## SET TASK 1:
Print everything in the truck-in-the-ditch story from "I had worried" down to "in a ditch.".
## SET TASK 2:
In the story about the truck in the ditch, how much money did the narrator give the dump truck's owner?
## SET TASK 3:
Go on with the story about the truck pulled from the ditch in Norway, picking up after its last sentence.

I had worried that our Swiss tourist might be upset about all this. On the contrary, he appeared to treat the whole thing as a fabulous adventure. While I attached the tow line to the front of our truck, then stood in the pickup’s open door to steer while the dump truck pulled our vehicle out of the ditch, my Swiss companion circled with camera clicking and carefully documented every phase of the operation. He never reproached me afterwards for my driving, though he had every right to do so. I think he regarded our little sleigh ride as a bonus. I probably ended up getting more money from that gentleman than I would have, had I not dumped him in a ditch.

Of course, I was eager to inspect the damaged side of our vehicle as soon as the truck had been pulled from the ditch. I knew that there would have to be some damage to the paint, at least. I hoped that the metal had not been torn up too badly. Well, I don’t know how it happened, but there was not one scratch on that vehicle. The only damage done to the truck was the damage that I have already described — the side view mirror had been knocked off, and the right-rear taillight had been broken. I discovered later that day that the plastic coolant reservoir had come loose, but that was easily set right again. This was nothing short of a miracle. Given all the rock in Norway, we had somehow managed to fall on the one soft spot in that entire country. I felt that I had been raised from the dead. I found 200 crowns in my pocket and gave them all to that dump truck’s owner. That was a lot of money for me back then, but I felt that grateful and needed to thank someone.

## RECORDED DATA:
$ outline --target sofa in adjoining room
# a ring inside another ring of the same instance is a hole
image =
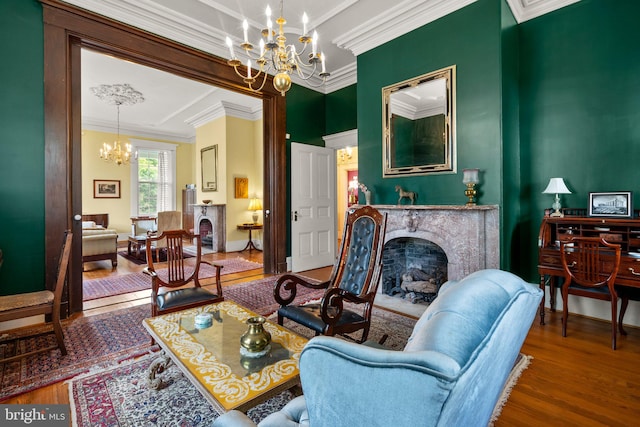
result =
[[[303,395],[259,425],[486,426],[542,299],[501,270],[447,282],[403,351],[314,337],[300,356]],[[231,411],[215,427],[252,426]]]
[[[82,221],[82,262],[103,259],[110,259],[112,268],[118,265],[118,232]]]

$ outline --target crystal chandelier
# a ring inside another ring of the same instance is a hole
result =
[[[132,157],[136,158],[137,153],[134,154],[131,152],[131,144],[124,144],[123,148],[120,143],[120,106],[135,105],[137,103],[144,102],[142,93],[133,89],[126,83],[92,87],[91,92],[100,100],[115,105],[118,111],[117,138],[113,142],[113,146],[106,142],[102,144],[102,148],[100,149],[100,158],[107,162],[113,162],[118,166],[121,164],[128,164]]]
[[[318,64],[320,64],[321,71],[318,74],[319,77],[322,78],[322,83],[320,85],[324,84],[327,77],[330,75],[325,69],[326,57],[324,53],[318,52],[318,33],[314,31],[313,36],[311,37],[307,34],[307,23],[309,22],[309,18],[306,13],[302,15],[303,30],[302,35],[298,39],[300,43],[302,43],[302,49],[298,51],[294,44],[286,44],[287,38],[284,35],[284,24],[286,24],[287,21],[283,17],[283,3],[283,1],[280,2],[280,17],[276,19],[276,24],[278,24],[277,34],[272,28],[271,8],[267,6],[267,28],[262,30],[262,37],[260,38],[259,44],[260,54],[257,57],[252,53],[254,46],[249,43],[247,35],[249,23],[246,19],[242,22],[244,41],[240,47],[244,49],[249,57],[246,64],[246,74],[238,71],[238,67],[242,65],[242,62],[235,55],[231,38],[228,36],[226,38],[226,43],[231,54],[231,59],[227,61],[227,63],[234,68],[236,74],[240,76],[249,89],[254,92],[262,90],[265,82],[267,81],[267,73],[269,72],[273,72],[274,74],[273,87],[275,87],[282,96],[284,96],[291,87],[291,75],[293,73],[302,80],[309,81],[309,79],[316,73]],[[305,58],[304,53],[307,50],[309,43],[311,43],[311,52],[308,54],[308,57]],[[252,61],[259,65],[258,72],[255,74],[251,69]],[[261,75],[262,83],[259,83],[260,87],[254,87],[253,85],[259,81]],[[309,82],[309,84],[311,83]],[[311,86],[316,87],[320,85],[311,84]]]

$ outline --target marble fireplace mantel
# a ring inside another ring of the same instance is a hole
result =
[[[373,205],[387,214],[384,243],[400,238],[424,239],[447,257],[447,279],[460,280],[477,270],[500,268],[500,210],[497,205]],[[382,279],[381,279],[382,280]],[[383,293],[376,305],[420,316],[424,304]]]
[[[500,266],[497,205],[374,205],[387,213],[385,243],[400,237],[425,239],[448,259],[449,280]]]

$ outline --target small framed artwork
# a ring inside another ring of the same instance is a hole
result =
[[[236,199],[249,198],[249,178],[236,178]]]
[[[93,180],[93,198],[94,199],[119,199],[120,198],[120,181],[109,179]]]
[[[589,193],[589,216],[631,218],[631,191]]]

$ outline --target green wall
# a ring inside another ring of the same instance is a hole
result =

## WRITTEN REPLY 1:
I had worried that our Swiss tourist might be upset about all this. On the contrary, he appeared to treat the whole thing as a fabulous adventure. While I attached the tow line to the front of our truck, then stood in the pickup’s open door to steer while the dump truck pulled our vehicle out of the ditch, my Swiss companion circled with camera clicking and carefully documented every phase of the operation. He never reproached me afterwards for my driving, though he had every right to do so. I think he regarded our little sleigh ride as a bonus. I probably ended up getting more money from that gentleman than I would have, had I not dumped him in a ditch.

## WRITTEN REPLY 2:
200 crowns.

## WRITTEN REPLY 3:
I never told Mr. Ellingsen about this, but given Bodø’s size, it’s hard to imagine that he didn’t find out about it pretty quick. Later that summer, I was involved in another accident. This one wasn’t my fault. (Though by now, you may find that hard to believe.) I was backing up to a loading dock at the rail station when another young man (even younger than I) backed his truck into my vehicle’s driver’s side. One of the hotel’s older, trusted employees was with me at the time and witnessed the whole thing. In addition, the young man who had hit me was a very decent, honest young fellow (unlike me) who at once admitted that it was he who had been at fault. He volunteered to come with us and talk to Herr Ellingsen about what had happened. Back at the hotel, Herr Ellingsen comes out to inspect the damage. The young man is there and takes full responsibility for what has happened. Describes the accident. I let him do the talking. Herr Ellingsen walks slowly around the vehicle, sees the big dent on the driver’s side, toward the back. Then walks round to the other side and sees the broken taillight on the right-rear side of the truck. “How did this happen?” he wants to know, pointing to the broken taillight. “Well,” I tell him, “that must have broke when our two vehicles collided just now at the station.” “Um-hm,” he says. That’s all he ever said about it. I think he knew, though. It was unlikely that the other fellow’s insurance company was going to believe that that right-rear taillight had been broken at the station. That, too, I suppose, Herr Ellingsen knew.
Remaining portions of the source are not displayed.